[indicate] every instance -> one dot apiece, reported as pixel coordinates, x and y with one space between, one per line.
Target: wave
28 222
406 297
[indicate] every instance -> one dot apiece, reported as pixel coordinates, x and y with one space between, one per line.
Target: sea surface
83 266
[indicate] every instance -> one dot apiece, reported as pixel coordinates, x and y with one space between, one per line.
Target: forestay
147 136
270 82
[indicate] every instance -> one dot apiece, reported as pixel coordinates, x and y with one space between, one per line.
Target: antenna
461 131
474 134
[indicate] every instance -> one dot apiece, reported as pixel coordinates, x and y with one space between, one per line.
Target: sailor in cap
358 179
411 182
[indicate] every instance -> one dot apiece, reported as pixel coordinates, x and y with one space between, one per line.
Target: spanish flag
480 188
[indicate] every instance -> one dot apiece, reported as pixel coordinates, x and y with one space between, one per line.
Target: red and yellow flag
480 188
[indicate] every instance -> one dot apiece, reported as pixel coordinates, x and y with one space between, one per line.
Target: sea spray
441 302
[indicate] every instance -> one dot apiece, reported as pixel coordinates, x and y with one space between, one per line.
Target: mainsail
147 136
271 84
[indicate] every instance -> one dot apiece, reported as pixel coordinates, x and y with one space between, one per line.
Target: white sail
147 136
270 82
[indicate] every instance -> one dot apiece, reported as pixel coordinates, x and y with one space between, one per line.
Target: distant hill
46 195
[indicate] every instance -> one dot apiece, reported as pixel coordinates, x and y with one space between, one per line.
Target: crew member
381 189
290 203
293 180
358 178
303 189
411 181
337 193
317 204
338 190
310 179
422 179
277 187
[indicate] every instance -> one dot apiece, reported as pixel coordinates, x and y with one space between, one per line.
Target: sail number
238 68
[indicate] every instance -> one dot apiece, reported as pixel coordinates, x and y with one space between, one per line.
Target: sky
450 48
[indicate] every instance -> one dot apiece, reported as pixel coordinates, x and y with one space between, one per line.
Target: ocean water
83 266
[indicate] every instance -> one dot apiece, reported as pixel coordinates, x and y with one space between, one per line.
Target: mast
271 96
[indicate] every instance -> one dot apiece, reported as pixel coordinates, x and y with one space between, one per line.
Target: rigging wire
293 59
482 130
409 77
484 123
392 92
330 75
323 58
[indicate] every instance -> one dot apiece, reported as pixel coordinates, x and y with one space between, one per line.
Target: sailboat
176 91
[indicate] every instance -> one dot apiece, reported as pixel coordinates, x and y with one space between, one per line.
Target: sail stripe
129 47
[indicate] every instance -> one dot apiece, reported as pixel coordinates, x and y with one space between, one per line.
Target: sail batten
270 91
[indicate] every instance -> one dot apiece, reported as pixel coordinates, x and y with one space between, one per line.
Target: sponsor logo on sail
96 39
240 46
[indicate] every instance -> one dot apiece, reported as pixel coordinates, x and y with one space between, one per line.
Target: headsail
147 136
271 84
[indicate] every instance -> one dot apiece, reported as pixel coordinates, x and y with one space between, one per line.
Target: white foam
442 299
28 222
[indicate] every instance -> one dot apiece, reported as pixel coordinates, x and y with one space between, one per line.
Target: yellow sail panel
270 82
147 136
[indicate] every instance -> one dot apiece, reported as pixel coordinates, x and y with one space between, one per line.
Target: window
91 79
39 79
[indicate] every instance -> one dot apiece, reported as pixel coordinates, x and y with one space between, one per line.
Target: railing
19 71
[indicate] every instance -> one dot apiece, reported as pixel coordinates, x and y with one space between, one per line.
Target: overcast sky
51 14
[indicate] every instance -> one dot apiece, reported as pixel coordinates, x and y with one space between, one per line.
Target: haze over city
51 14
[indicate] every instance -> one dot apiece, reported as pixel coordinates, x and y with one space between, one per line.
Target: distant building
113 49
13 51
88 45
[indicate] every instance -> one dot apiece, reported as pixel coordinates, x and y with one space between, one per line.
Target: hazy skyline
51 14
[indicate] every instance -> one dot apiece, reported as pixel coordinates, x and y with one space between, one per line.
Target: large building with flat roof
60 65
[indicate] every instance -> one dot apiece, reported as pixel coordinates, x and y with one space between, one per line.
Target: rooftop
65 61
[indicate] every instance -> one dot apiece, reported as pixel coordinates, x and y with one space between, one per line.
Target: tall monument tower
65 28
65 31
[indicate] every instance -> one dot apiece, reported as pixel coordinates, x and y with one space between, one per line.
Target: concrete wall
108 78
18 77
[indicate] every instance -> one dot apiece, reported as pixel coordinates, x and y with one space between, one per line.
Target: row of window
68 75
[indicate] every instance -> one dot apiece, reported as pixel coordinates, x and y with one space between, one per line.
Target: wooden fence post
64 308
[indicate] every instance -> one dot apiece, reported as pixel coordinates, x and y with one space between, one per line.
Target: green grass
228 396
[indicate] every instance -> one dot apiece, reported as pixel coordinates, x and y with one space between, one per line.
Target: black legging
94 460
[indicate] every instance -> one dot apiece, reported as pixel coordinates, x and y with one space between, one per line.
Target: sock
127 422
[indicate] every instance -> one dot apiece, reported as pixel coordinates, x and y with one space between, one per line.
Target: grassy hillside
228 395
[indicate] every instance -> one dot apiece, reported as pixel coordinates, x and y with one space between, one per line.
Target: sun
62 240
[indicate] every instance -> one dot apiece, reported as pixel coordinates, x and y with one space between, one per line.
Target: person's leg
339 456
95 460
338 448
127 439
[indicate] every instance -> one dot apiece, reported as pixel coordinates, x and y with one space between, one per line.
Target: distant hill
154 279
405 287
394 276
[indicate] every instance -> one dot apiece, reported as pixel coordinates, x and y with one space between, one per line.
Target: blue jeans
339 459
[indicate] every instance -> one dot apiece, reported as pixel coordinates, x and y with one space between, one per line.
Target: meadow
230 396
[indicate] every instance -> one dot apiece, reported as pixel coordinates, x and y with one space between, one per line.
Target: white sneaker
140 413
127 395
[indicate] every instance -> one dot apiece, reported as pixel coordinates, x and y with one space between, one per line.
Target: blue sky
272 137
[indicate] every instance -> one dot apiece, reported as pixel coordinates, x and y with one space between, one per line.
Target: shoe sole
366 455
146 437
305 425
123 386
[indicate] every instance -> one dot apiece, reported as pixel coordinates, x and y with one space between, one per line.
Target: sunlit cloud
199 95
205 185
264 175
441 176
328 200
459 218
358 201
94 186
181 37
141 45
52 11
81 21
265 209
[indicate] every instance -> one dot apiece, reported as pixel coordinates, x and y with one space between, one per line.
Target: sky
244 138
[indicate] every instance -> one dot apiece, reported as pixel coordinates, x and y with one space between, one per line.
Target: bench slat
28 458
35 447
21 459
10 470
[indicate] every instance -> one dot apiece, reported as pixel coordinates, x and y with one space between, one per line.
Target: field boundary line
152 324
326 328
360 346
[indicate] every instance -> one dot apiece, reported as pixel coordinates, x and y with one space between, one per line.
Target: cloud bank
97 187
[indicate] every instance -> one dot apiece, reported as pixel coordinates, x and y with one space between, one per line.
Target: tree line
+++
Required action:
Using the same words as the original, repeat the records above.

Written answer:
[indicate] every instance -> one dot apiece, reported as pixel coordinates, x and y with one space between, one per line.
Target: wave
28 222
406 297
[indicate] every instance -> one dot apiece, reported as pixel coordinates, x and y with one space between, one per line.
Target: sea surface
83 266
[indicate] every instance -> one dot apiece, reported as pixel coordinates, x and y with one space between, one per line.
Target: forestay
147 136
270 82
[indicate] every instance -> one dot apiece, reported as pixel coordinates, x and y with one space between, one per line.
Target: antenna
461 131
474 134
[indicate] every instance -> one dot apiece, reported as pixel coordinates, x and y with one space between, one per line.
Target: sailor in cap
358 179
411 182
[indicate] every instance -> one dot apiece, reported as pixel coordinates, x and y with one space between, one per line.
Target: spanish flag
480 188
[indicate] every instance -> one dot apiece, reported as pixel coordinates, x and y with one space between, one per line.
Target: red and yellow flag
480 188
[indicate] every instance -> one dot apiece, reported as pixel coordinates, x and y with one space between, one per line.
Target: sea spray
441 302
[indicate] every instance -> one dot apiece, reported as pixel coordinates, x and y with one space between, one per line.
Target: mainsail
147 136
271 84
[indicate] every instance -> one dot apiece, reported as pixel coordinates, x and y with one space between, one per line.
Target: white sail
147 136
270 82
[indicate] every instance -> one dot apiece, reported as pixel coordinates, x and y with one space between, one per line.
Target: distant hill
46 195
[indicate] every instance -> one dot apiece, reported as pixel coordinates, x and y with one space between, one per line.
Target: crew member
381 189
290 203
293 180
358 178
303 189
411 181
337 193
317 204
338 190
310 179
422 179
277 187
[indicate] every instance -> one dot apiece, reported as pixel coordinates, x and y with one space between, one per line.
Target: sail number
238 68
[indicate] every instance -> one dot apiece, reported as pixel coordinates, x and y with one space between, one per line.
Target: sky
450 48
[indicate] every instance -> one dot apiece, reported as pixel coordinates, x and y with one space between, one per line.
Target: ocean water
83 266
[indicate] every instance -> one dot apiece, reported as pixel coordinates, x and y with one space between, one per line.
Target: mast
271 96
[indicate] every instance -> one dot apiece, reported as pixel coordinates, x and y with one space between, one per line.
Target: rigging wire
293 59
482 130
409 77
484 123
392 92
330 75
323 58
[indicate] every instance -> one dot apiece, reported as pixel coordinates, x and y with one space between, one per line.
Target: sailboat
176 91
[indicate] every instance -> one dot apiece, reported as pixel coordinates, x and y with one space between, one per line.
Target: sail stripe
129 47
[indicate] every instance -> one dot apiece, reported as pixel coordinates, x and y with one space between, one per line.
Target: sail batten
270 91
[indicate] every instance -> one dot apiece, reported as pixel coordinates, x and y with one space between, one per line.
Target: sponsor logo on sail
96 39
240 46
[indicate] every instance -> one dot apiece, reported as pixel coordinates, x and y with one space between, one per line.
Target: headsail
147 136
271 84
[indicate] every instance -> one dot apiece, reported as pixel coordinates, x and y with one space between, one per line.
Target: white foam
442 299
28 222
[indicate] every instance -> one dot apiece, reported as pixel coordinates, x and y with one space between, one per line.
Target: yellow sail panel
270 82
147 136
[indicate] every instance -> one dot apiece, reported as pixel coordinates, x and y with one space between, one per line.
Target: window
91 79
39 79
[indicate] every instance -> one dot apiece, reported as pixel coordinates, x and y with one space between, one per line.
Target: railing
19 71
[indicate] every instance -> one dot apiece, reported as pixel coordinates, x and y with one space between, one per line.
Target: overcast sky
51 14
[indicate] every instance -> one dot apiece, reported as pixel coordinates, x and y with one space between, one per line.
Target: haze over city
51 14
[indicate] every instance -> one dot apiece, reported as pixel coordinates, x and y with one space between, one per line.
Target: distant building
113 49
13 51
88 45
[indicate] every instance -> one dot apiece, reported as pixel coordinates, x and y with one space between, one per line.
Target: hazy skyline
51 14
[indicate] every instance -> one dot apiece, reported as pixel coordinates, x and y with one space between, one per line.
Target: large building with flat roof
60 65
[indicate] every instance -> one dot apiece, reported as pixel coordinates, x and y with one space between, one per line.
Target: rooftop
65 61
[indicate] every instance -> one dot apiece, reported as pixel coordinates, x and y with one space between, one per line.
Target: tall monument tower
65 28
65 31
[indicate] every instance -> one dot apiece, reported as pixel coordinates, x and y with one space between, one per line.
Target: concrete wall
108 78
18 77
[indicate] every instance -> one dot apiece, reported as pixel coordinates, x and y with one space between, one per line.
Target: row of window
68 75
[indicate] every instance -> one dot apiece, reported as pixel coordinates, x and y with one space between, one per line.
Target: wooden fence post
64 308
[indicate] every instance -> one dot apiece, reported as pixel coordinates, x and y with one space between, one per line.
Target: green grass
228 396
[indicate] every instance -> one dot apiece, reported as pixel coordinates, x and y with one space between, one per line.
Target: black legging
94 460
[indicate] every instance -> one dot apiece, reported as pixel coordinates, x and y with one space between, one per line.
Target: sock
127 422
[indicate] every instance -> one dot apiece, reported as pixel coordinates, x and y with one space between, one per line.
Target: grassy hillside
228 395
[indicate] every instance -> one dot apiece, reported as pixel coordinates, x and y with one space between, one per line.
Target: sun
62 240
[indicate] every instance -> one dot apiece, reported as pixel coordinates, x and y with one space between, one per line.
Target: person's leg
339 456
95 460
338 448
127 439
[indicate] every instance -> one dot apiece, reported as pixel coordinates, x and y with one space between, one per line.
Target: distant hill
154 279
405 287
394 276
[indicate] every instance -> one dot apiece, reported as pixel coordinates, x and y with one space between, one per line.
Target: blue jeans
339 459
[indicate] every instance -> one dot apiece, reported as pixel coordinates, x and y with one space between, one per line.
Target: meadow
230 396
[indicate] every instance -> one dot apiece, reported as pixel coordinates, x and y with one space between, one per line.
Target: white sneaker
140 413
127 395
[indicate] every instance -> one dot apiece, reported as pixel coordinates, x and y with one space between, one per line.
Target: blue sky
272 137
[indicate] every instance -> one dot apiece, reported as pixel coordinates, x and y with one space between, one per line.
Target: shoe sole
366 455
146 437
305 425
123 386
[indicate] every instance -> one dot apiece, reported as pixel coordinates, x and y with one space between, one per line.
Target: sunlit cloud
199 95
205 185
264 175
441 176
328 200
459 218
358 201
94 186
181 37
141 45
52 11
81 21
265 209
[indicate] every instance -> one dot apiece, reported as pixel coordinates, x and y with one space between, one per line.
Target: sky
244 138
[indicate] every instance -> one dot apiece, reported as pixel coordinates, x and y with one space between, one per line.
Target: bench slat
28 458
35 447
21 459
10 470
[indicate] every instance -> one dot apiece, reported as pixel coordinates, x and y with one space between, one per line.
Target: field boundary line
152 324
326 328
360 346
[indicate] every instance -> one dot apiece, reported as pixel coordinates, x and y with one space between, one per line.
Target: cloud bank
97 187
[indicate] every instance -> one dot apiece, reported as pixel coordinates, x and y with one space between, one per line.
Target: tree line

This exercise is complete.